TASK STATEMENT: Copy out every line of the listing below without any changes.

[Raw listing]
◆ ◆ ◆ ◆ ◆

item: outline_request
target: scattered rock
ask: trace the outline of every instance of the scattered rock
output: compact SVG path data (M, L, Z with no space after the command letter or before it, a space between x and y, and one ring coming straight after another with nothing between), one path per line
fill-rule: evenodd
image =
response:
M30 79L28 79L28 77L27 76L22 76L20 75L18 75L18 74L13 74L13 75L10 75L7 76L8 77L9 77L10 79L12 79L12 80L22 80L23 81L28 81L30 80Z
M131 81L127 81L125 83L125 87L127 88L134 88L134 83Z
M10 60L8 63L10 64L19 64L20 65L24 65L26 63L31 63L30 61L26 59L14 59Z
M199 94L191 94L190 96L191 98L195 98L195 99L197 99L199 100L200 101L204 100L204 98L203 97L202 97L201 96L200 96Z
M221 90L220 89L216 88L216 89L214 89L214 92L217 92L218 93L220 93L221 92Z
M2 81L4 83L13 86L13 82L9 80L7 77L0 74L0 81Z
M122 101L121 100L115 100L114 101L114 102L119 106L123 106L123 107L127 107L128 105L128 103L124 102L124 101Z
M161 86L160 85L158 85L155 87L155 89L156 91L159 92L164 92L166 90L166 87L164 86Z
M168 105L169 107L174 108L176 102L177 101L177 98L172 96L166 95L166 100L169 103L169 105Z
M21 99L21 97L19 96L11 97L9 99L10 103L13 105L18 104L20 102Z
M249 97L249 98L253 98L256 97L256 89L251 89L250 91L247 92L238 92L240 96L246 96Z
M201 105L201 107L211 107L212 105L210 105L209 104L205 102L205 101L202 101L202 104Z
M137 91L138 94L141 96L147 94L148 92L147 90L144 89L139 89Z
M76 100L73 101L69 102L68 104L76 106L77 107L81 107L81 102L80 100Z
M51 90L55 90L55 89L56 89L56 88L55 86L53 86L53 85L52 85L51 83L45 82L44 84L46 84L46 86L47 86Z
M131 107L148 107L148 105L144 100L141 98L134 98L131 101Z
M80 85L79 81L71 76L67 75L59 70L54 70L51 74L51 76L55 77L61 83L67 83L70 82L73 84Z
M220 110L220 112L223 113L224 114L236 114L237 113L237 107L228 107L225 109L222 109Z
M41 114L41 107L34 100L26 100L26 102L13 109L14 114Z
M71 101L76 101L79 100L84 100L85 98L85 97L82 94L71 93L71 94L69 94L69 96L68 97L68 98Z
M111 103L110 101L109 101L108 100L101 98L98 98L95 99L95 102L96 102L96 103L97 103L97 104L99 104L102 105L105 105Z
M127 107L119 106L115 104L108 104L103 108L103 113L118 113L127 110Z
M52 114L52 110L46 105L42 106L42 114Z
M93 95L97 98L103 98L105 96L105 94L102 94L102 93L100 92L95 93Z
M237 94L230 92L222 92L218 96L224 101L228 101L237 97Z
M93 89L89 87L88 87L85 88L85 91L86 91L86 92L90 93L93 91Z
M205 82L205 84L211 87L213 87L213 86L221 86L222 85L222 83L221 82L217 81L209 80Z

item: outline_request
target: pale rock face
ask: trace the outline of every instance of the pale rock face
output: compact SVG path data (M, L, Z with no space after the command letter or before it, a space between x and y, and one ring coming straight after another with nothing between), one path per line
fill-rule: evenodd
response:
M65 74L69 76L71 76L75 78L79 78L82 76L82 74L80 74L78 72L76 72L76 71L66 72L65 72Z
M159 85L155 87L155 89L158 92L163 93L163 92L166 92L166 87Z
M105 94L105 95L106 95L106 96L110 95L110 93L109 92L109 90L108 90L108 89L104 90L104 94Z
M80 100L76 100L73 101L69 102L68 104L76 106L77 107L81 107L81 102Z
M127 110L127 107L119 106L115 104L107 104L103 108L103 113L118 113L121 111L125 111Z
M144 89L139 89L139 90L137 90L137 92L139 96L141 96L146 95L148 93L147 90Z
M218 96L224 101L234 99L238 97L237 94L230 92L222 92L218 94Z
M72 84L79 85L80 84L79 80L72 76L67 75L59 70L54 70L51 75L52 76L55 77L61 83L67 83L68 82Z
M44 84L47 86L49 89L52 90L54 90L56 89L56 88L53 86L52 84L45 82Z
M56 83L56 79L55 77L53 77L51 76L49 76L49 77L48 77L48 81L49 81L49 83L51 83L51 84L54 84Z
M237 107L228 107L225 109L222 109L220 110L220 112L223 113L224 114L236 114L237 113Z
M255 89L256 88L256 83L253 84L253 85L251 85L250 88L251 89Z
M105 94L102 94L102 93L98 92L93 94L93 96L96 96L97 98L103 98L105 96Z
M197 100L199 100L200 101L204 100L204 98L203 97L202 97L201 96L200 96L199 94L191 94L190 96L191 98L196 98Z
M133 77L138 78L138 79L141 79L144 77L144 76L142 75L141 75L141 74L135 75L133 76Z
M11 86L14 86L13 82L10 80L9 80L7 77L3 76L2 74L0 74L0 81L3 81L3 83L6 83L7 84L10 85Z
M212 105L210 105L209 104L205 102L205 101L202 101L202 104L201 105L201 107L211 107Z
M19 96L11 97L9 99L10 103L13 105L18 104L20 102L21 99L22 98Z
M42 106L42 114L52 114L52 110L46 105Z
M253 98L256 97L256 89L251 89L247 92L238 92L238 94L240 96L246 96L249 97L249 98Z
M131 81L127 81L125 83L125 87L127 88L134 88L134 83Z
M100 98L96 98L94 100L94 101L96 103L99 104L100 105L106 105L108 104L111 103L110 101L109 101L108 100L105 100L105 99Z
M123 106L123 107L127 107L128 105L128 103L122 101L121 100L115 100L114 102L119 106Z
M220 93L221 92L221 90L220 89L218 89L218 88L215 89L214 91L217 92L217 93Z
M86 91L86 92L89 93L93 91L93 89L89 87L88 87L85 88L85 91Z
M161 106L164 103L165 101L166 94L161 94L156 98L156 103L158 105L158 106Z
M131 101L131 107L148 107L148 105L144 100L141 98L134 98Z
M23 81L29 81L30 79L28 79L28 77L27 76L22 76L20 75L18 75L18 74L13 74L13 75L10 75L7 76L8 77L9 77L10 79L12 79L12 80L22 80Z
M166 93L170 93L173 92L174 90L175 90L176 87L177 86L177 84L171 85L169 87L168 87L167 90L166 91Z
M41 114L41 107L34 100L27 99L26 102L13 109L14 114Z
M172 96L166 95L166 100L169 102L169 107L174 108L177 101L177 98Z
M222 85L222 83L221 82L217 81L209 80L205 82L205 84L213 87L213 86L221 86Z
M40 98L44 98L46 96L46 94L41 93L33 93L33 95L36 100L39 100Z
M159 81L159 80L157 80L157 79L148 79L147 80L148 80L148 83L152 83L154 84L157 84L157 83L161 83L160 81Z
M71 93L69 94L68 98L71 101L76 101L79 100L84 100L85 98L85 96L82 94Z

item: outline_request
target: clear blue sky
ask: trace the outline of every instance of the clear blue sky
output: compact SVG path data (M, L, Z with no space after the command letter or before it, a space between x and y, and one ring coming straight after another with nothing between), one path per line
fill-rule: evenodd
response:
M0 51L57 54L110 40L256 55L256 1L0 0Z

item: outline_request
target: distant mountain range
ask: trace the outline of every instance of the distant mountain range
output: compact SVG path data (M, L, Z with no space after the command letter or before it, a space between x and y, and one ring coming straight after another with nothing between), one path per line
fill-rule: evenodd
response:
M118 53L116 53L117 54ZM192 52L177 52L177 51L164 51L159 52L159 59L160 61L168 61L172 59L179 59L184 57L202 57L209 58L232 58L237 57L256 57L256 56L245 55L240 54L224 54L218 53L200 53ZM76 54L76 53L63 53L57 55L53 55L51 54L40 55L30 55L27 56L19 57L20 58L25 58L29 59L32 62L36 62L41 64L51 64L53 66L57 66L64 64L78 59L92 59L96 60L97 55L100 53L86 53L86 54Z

◆ ◆ ◆ ◆ ◆

EXERCISE ANSWER:
item: outline_request
target: scattered rock
ask: trace the outline of every instance of the scattered rock
output: compact SVG path data (M, L, Z with no space after the command letter or before it, a space between x and y, and one ring coming straight after another with nothing between), one path per line
fill-rule: evenodd
image =
response:
M30 79L28 79L28 77L27 76L22 76L20 75L18 75L18 74L13 74L13 75L10 75L7 76L8 77L9 77L10 79L12 79L12 80L22 80L23 81L28 81L30 80Z
M131 81L127 81L125 83L125 87L127 88L134 88L134 83Z
M10 60L8 63L10 64L19 64L20 65L24 65L26 63L31 63L30 61L26 59L14 59Z
M199 94L191 94L190 96L191 98L195 98L195 99L197 99L199 100L200 101L204 100L204 98L203 97L202 97L201 96L200 96Z
M221 90L220 89L216 88L216 89L214 89L214 92L217 92L218 93L220 93L221 92Z
M2 81L4 83L13 86L13 82L9 80L7 77L0 74L0 81Z
M122 101L121 100L115 100L114 101L114 102L119 106L123 106L123 107L127 107L128 105L128 103L124 102L124 101Z
M161 86L160 85L158 85L155 87L155 89L156 91L159 92L164 92L166 90L166 87L164 86Z
M168 105L169 107L174 108L176 102L177 101L177 98L172 96L166 95L166 100L169 103L169 105Z
M21 99L21 97L19 96L11 97L9 99L10 103L13 105L18 104L20 102Z
M249 97L249 98L253 98L256 97L256 89L251 89L250 91L247 92L238 92L240 96L246 96Z
M201 105L201 107L211 107L212 105L210 105L209 104L205 102L205 101L202 101L202 104Z
M137 91L138 94L141 96L147 94L148 92L147 90L144 89L139 89Z
M76 100L73 101L69 102L68 104L76 106L77 107L81 107L81 102L80 100Z
M51 90L55 90L55 89L56 89L56 88L55 86L53 86L53 85L52 85L51 83L45 82L44 84L46 84L46 86L47 86Z
M131 107L148 107L148 105L144 100L141 98L134 98L131 101Z
M80 85L79 81L71 76L67 75L59 70L54 70L51 74L51 76L55 77L61 83L67 83L70 82L73 84Z
M220 110L220 112L223 113L224 114L236 114L237 113L237 107L228 107L225 109L222 109Z
M41 114L41 107L34 100L26 100L26 102L13 109L14 114Z
M71 101L76 101L79 100L84 100L85 98L85 97L82 94L71 93L71 94L69 94L69 96L68 97L68 98Z
M111 103L110 101L109 101L108 100L101 98L98 98L95 99L95 102L96 102L96 103L97 103L97 104L99 104L102 105L105 105Z
M127 107L119 106L115 104L108 104L103 108L103 113L118 113L127 110Z
M52 114L52 110L46 105L42 106L42 114Z
M93 95L97 98L103 98L105 96L105 94L102 94L102 93L100 92L95 93Z
M237 94L230 92L222 92L218 96L224 101L228 101L237 97Z
M93 89L89 87L88 87L85 88L85 91L86 91L86 92L90 93L93 91Z
M205 82L205 84L211 87L213 87L213 86L221 86L222 85L222 83L221 82L217 81L209 80Z

item: outline_request
target: pale rock face
ask: trace the outline of every instance of the pale rock face
output: compact SVG path data (M, L, Z with no space after the command letter or before it, a space between x and y, and one ring coming straight after another with nothing between), one path per line
fill-rule: evenodd
response:
M65 74L69 76L71 76L75 78L79 78L82 76L82 74L80 74L78 72L76 72L76 71L66 72L65 72Z
M159 85L155 87L155 89L158 92L163 93L163 92L166 92L166 87Z
M105 94L105 95L106 95L106 96L110 95L110 93L109 92L109 90L108 90L108 89L104 90L104 94Z
M80 100L76 100L73 101L69 102L68 104L76 106L77 107L81 107L81 102Z
M127 110L127 107L119 106L115 104L107 104L103 108L103 113L118 113L121 111L125 111Z
M144 89L139 89L139 90L137 90L137 92L139 96L141 96L146 95L148 93L147 90Z
M218 96L224 101L234 99L238 97L237 94L230 92L222 92L218 94Z
M72 84L79 85L80 84L79 80L72 76L67 75L59 70L54 70L51 75L52 76L55 77L61 83L67 83L68 82Z
M44 84L47 86L49 89L52 90L54 90L56 89L56 88L53 86L52 84L45 82Z
M56 83L56 79L55 77L53 77L51 76L49 76L49 77L48 77L48 81L49 81L49 83L51 83L51 84L54 84Z
M237 107L228 107L225 109L222 109L220 110L220 112L223 113L224 114L236 114L237 113Z
M255 89L256 88L256 83L253 84L253 85L251 85L250 88L251 89Z
M105 94L102 94L102 93L98 92L93 94L93 96L96 96L97 98L103 98L105 96Z
M197 100L199 100L200 101L204 100L204 98L203 97L202 97L201 96L200 96L199 94L191 94L190 96L191 98L196 98Z
M133 77L138 78L138 79L141 79L144 77L144 76L142 75L141 75L141 74L135 75L133 76Z
M11 86L14 86L13 82L10 80L9 80L7 77L3 76L2 74L0 74L0 81L3 81L3 83L6 83L7 84L10 85Z
M212 105L210 105L209 104L205 102L205 101L202 101L202 104L201 105L201 107L211 107Z
M19 96L11 97L9 99L10 103L13 105L18 104L20 102L21 99L22 98Z
M42 106L42 114L52 114L52 110L46 105Z
M253 98L256 97L256 89L251 89L247 92L238 92L238 94L240 96L246 96L249 97L249 98Z
M131 81L127 81L125 83L125 87L127 88L134 88L134 83Z
M100 98L96 98L94 100L94 101L96 103L99 104L100 105L106 105L108 104L111 103L110 101L109 101L108 100L105 100L105 99Z
M123 106L123 107L127 107L128 105L128 103L122 101L121 100L115 100L114 102L119 106Z
M220 93L221 92L221 90L220 89L218 89L218 88L215 89L214 91L217 92L217 93Z
M86 91L86 92L89 93L93 91L93 89L89 87L88 87L85 88L85 91Z
M161 106L164 103L165 101L166 94L161 94L156 98L156 103L158 105L158 106Z
M131 101L131 107L148 107L148 105L144 100L141 98L134 98Z
M23 81L29 81L30 79L28 79L28 77L27 76L22 76L20 75L18 75L18 74L13 74L13 75L10 75L7 76L8 77L9 77L10 79L12 79L12 80L22 80Z
M166 93L170 93L173 92L174 90L175 90L176 87L177 86L177 84L171 85L169 87L168 87L167 90L166 91Z
M41 114L41 107L34 100L27 99L26 102L13 109L14 114Z
M172 96L166 95L166 100L169 102L169 107L174 108L177 101L177 98Z
M222 85L222 83L221 82L217 81L209 80L205 82L205 84L213 87L213 86L221 86Z
M40 98L44 98L46 96L46 94L41 93L33 93L33 95L36 100L39 100Z
M159 81L159 80L157 80L157 79L148 79L147 80L148 80L148 83L152 83L154 84L157 84L157 83L161 83L160 81Z
M71 93L69 94L68 98L71 101L76 101L79 100L84 100L85 98L85 96L82 94Z

item: outline_request
target: clear blue sky
ask: trace the outline of every instance of the clear blue sky
output: compact SVG path data (M, L, Z with no space after the command letter or before it, a space between x and y, and one ring coming straight after another with nothing between), one path per line
fill-rule: evenodd
response:
M0 51L57 54L110 40L256 55L256 1L0 0Z

item: outline_request
target: distant mountain range
ask: trace the outline of every instance of the distant mountain range
output: compact SVG path data (M, L, Z with no space after the command letter or before it, a space between x and y, and one ring coming straight after another with nothing between), one path per line
fill-rule: evenodd
response:
M118 53L116 53L117 54ZM192 52L177 52L177 51L164 51L159 52L159 59L160 61L168 61L172 59L179 59L184 57L202 57L209 58L232 58L237 57L256 57L256 56L245 55L240 54L224 54L218 53L200 53ZM76 54L76 53L63 53L57 55L53 55L51 54L40 55L30 55L27 56L19 57L20 58L25 58L29 59L32 62L36 62L41 64L51 64L53 66L57 66L64 64L78 59L92 59L96 60L97 55L100 53L86 53L86 54Z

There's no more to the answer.